··· Given information

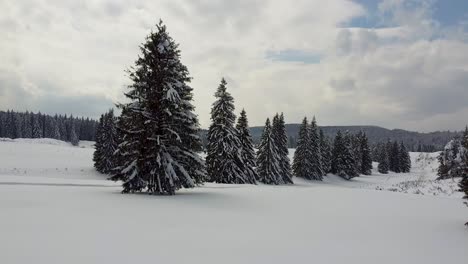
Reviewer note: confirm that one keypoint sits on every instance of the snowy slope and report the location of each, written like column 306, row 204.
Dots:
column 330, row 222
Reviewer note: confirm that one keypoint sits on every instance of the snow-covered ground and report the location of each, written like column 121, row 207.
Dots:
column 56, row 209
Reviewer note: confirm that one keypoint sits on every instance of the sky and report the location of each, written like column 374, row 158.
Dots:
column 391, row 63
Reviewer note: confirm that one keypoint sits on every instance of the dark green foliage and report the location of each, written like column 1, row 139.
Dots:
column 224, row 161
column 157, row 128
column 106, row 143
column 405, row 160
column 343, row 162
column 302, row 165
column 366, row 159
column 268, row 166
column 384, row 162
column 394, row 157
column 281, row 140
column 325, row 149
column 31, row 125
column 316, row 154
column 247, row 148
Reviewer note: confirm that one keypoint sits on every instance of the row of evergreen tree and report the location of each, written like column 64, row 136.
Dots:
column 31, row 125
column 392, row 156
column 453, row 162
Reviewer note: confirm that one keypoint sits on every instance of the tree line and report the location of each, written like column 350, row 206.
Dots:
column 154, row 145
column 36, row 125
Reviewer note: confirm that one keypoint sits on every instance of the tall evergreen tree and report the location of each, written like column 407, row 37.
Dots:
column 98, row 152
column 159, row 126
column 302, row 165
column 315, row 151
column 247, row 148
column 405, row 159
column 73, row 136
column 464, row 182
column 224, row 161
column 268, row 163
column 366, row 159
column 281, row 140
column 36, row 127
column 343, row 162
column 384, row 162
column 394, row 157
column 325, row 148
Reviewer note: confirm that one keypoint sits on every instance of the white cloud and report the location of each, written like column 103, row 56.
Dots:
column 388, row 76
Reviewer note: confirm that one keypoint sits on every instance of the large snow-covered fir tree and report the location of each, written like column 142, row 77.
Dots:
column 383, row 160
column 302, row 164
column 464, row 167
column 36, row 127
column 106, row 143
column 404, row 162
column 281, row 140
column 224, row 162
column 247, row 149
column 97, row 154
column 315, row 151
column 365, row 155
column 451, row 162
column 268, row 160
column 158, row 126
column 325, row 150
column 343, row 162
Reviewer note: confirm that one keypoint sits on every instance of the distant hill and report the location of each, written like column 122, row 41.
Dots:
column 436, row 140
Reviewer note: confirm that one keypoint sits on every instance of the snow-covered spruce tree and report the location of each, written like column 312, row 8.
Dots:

······

### Work task
Scanning the data above, copy out every line where "tree" is found.

### Solution for this problem
Reviewer note: confirm that one keypoint sits on every instance of the row of evergreen tree and report the location of each, written like column 64, row 136.
Reviewer note: confirm that one keypoint sits on every instance of the tree line and report the location of each, written like column 350, row 206.
Reviewer note: confirm that one keypoint sits on every instance of the tall evergreen tree and report the location of each, written like column 407, row 37.
Reviewer note: confirm that one keypoint sits on every instance of the large snow-covered fir tree and report the location of each, written like column 142, row 77.
Reviewer note: confirm that one keypoint sits on every instance of the snow-covered spruce tree and report the location of each, written like column 312, row 8.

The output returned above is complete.